Stored data:
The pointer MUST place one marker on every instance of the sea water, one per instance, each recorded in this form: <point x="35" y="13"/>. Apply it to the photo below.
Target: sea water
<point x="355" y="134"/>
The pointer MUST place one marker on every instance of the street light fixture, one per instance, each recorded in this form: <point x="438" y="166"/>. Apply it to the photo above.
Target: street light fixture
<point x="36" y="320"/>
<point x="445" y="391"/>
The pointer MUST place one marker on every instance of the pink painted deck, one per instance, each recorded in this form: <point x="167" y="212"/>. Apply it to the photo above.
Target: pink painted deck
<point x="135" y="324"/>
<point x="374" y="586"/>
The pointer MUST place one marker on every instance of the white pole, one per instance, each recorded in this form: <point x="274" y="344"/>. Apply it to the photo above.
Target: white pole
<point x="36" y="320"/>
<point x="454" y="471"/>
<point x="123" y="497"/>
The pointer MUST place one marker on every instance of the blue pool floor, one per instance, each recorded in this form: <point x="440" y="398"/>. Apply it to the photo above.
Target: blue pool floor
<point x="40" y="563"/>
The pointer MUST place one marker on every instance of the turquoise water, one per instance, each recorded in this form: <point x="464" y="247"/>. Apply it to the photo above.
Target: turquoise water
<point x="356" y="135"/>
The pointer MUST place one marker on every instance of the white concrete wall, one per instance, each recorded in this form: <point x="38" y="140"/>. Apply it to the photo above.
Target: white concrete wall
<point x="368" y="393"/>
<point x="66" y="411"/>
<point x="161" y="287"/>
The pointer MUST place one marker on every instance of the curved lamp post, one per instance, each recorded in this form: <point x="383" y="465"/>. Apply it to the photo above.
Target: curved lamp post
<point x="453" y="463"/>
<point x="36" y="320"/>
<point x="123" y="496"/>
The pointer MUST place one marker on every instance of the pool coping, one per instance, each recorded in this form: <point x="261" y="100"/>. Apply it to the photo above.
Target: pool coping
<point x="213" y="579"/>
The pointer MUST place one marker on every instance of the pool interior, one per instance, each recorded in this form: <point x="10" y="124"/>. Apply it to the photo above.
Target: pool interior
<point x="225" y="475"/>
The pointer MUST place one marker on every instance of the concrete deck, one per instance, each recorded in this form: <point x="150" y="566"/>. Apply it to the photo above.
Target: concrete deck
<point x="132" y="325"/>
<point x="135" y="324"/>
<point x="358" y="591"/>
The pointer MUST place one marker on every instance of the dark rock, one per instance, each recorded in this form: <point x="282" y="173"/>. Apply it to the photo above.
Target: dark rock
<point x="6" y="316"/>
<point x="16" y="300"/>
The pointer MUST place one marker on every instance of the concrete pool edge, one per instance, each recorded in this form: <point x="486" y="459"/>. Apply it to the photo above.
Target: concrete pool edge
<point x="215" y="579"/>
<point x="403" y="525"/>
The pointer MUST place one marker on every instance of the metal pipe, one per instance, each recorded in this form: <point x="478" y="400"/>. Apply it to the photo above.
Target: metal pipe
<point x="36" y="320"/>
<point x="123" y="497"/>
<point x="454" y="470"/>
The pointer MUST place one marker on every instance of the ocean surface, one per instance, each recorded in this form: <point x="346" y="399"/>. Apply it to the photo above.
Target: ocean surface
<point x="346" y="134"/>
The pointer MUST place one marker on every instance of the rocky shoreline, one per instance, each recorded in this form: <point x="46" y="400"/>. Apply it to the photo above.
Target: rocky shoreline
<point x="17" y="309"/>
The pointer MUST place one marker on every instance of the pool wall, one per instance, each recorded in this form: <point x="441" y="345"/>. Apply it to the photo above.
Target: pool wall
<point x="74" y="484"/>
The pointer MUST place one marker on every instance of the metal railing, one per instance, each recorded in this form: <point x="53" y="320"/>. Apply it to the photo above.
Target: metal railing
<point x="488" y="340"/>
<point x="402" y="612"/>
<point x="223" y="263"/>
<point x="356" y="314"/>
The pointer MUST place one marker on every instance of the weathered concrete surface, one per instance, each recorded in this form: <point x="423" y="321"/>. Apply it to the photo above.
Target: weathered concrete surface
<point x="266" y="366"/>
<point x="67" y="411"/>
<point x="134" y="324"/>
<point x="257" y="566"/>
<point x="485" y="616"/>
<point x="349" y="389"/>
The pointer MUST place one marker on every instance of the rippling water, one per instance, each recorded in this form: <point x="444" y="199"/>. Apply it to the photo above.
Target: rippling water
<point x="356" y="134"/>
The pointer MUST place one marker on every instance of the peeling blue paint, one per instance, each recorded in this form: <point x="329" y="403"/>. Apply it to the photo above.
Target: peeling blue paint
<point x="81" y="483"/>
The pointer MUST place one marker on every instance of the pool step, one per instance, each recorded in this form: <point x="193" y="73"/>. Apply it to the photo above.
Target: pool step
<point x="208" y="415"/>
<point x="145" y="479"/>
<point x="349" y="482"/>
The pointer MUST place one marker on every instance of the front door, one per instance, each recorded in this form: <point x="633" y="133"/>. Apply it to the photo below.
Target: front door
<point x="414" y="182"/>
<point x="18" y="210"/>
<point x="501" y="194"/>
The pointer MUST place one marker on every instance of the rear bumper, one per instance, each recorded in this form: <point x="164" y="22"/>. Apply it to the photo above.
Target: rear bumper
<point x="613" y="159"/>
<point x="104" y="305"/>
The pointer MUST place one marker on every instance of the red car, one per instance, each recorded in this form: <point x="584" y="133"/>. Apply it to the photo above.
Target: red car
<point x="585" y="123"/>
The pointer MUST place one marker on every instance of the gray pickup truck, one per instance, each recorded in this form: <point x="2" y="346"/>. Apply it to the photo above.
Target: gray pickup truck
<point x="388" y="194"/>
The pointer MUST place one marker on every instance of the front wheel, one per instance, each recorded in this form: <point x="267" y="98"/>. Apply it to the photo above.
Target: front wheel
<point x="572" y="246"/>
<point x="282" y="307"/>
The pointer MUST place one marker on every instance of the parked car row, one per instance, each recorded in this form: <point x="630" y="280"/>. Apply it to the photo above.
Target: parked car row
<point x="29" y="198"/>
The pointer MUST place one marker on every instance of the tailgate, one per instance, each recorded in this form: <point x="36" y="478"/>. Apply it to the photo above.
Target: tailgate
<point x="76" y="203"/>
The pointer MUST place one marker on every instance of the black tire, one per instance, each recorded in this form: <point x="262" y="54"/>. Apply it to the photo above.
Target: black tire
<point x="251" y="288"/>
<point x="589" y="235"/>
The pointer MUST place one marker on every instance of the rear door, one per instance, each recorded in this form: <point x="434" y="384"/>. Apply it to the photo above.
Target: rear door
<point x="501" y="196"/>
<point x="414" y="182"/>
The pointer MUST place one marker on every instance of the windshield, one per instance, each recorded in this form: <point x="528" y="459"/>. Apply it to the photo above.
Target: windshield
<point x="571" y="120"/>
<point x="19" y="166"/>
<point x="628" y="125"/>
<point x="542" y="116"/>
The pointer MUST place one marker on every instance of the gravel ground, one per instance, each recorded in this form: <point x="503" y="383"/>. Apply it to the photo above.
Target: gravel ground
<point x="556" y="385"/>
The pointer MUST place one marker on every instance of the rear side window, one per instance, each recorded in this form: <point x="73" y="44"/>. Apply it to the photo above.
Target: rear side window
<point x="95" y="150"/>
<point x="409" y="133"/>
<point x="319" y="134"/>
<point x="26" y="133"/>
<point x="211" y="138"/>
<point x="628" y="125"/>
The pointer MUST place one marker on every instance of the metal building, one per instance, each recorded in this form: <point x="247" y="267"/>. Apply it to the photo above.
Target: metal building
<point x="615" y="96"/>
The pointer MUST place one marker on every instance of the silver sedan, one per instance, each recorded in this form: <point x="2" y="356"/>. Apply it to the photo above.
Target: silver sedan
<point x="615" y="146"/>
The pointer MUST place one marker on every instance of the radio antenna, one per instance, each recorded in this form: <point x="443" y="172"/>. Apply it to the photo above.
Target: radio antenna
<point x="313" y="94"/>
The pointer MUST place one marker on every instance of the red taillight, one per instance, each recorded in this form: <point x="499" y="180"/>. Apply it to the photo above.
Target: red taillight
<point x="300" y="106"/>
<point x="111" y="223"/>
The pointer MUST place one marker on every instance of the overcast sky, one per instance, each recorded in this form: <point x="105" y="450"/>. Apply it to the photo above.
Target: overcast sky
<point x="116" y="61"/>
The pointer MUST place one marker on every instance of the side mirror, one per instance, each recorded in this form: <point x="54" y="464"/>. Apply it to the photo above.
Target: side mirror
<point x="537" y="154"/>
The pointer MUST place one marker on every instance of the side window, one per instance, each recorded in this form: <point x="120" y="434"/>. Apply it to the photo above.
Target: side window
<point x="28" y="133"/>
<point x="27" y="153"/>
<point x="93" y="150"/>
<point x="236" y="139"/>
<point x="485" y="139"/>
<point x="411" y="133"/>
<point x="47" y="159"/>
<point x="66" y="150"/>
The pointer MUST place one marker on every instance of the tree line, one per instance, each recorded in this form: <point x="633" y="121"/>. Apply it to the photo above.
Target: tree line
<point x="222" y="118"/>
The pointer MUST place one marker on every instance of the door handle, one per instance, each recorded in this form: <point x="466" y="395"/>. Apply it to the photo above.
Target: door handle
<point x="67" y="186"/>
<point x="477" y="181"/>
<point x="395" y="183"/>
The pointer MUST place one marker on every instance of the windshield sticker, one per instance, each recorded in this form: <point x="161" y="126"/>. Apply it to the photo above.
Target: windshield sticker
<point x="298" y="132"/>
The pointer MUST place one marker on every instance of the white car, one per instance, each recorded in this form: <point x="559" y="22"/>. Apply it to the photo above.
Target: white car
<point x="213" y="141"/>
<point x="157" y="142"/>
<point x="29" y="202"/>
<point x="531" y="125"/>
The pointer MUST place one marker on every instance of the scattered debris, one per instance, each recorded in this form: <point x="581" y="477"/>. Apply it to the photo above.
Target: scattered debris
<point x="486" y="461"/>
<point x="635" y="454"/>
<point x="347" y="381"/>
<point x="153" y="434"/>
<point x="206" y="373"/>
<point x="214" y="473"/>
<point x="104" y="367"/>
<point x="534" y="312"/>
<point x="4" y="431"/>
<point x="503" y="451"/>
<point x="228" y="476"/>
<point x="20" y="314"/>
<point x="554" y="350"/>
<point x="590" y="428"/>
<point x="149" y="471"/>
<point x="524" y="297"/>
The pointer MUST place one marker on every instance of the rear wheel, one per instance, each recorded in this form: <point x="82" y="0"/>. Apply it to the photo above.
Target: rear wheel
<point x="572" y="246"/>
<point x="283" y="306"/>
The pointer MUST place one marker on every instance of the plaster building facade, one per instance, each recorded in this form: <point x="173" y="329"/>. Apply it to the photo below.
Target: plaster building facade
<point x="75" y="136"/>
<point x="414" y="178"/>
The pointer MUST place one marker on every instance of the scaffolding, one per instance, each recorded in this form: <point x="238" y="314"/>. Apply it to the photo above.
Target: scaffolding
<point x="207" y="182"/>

THE TASK: All lines from the one with "the scaffolding, one" through the final line above are to be quoted exactly; quote no other line.

YOUR RESPONSE:
The pointer MUST place one marker on every instance of the scaffolding, one per instance, each recorded in this form: <point x="238" y="314"/>. Apply it to the photo above.
Target: scaffolding
<point x="207" y="182"/>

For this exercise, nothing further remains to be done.